[What is asked]: Please carry on the essay about D&D characters and their backstories, picking up after its final sentence.

[Given text]:
What are those themes? If you aren’t sure, try talking to your DM or fellow players. In heroic campaigns, these themes can include empathy, the concept of good and evil, personal loss, fear of the future, or of the past coming back to haunt a world of peace. These elements of your hero’s journey are just as valuable as making an old friend, or as pragmatic as choosing to play a non-player character. The set of skills you use to bring your adventurer into the fold are focused on what the story is about, rather than what a character might have been before the story took place. The nuance of this awareness can bring about new ways to enjoy not only D&D, but roleplaying in general.
Why Would I Grungus When I Can Chungus
Or, why would I ever make a backstory-less character if I enjoy writing elaborate backstories? A fantastic question! Here’s another: how many times have you begun a campaign as someone who has yet to hold a sword, or who has never cast a spell? If that number is zero, then there’s an opportunity to experience something you never have before.
When you create a character with a dense backstory, you partially answer a great deal of questions on your own that you may wish to explore together with your party. How did I learn to fight? Who were my mentors or teachers? What difficulties arose that made me venture out into this grand world of fantasy? Sometimes a backstory is used as a way for players to set a checkmark next to these questions to signify that they’re answered rather than letting the campaign be the host for those answers.

[Supplied data]:

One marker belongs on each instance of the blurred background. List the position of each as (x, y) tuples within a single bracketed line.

[Exercise answer]:
In early editions of Dungeons and Dragons, non-player characters that don’t have stat blocks or character sheets are level 0. They don’t have skills to check or scores to modify. They are normal, everyday people. Your character was likely just like them, until one day they weren’t. You begin the journey that will one day become a story better than you could have written alone.
So if you’re from the land of backstories, try piloting a Grungus around in your next oneshot. And for those living for each moment to moment engagement, give backstory a try and see what it brings out of you as a player.
Whatever happens, new experiences help freshen up old skills. So take the leap and see what’s on the other side.
Have you ever created a character with no backstory, and whose personality developed exclusively through frontstory? Tell us about them in the comments!
DC is an independent game designer, and the creator and author of plot ARMOR, as well as a freelance writer for Wizards of the Coast. You can find them assisting the tabletop roleplaying game community’s growth on Twitter @DungeonCommandr.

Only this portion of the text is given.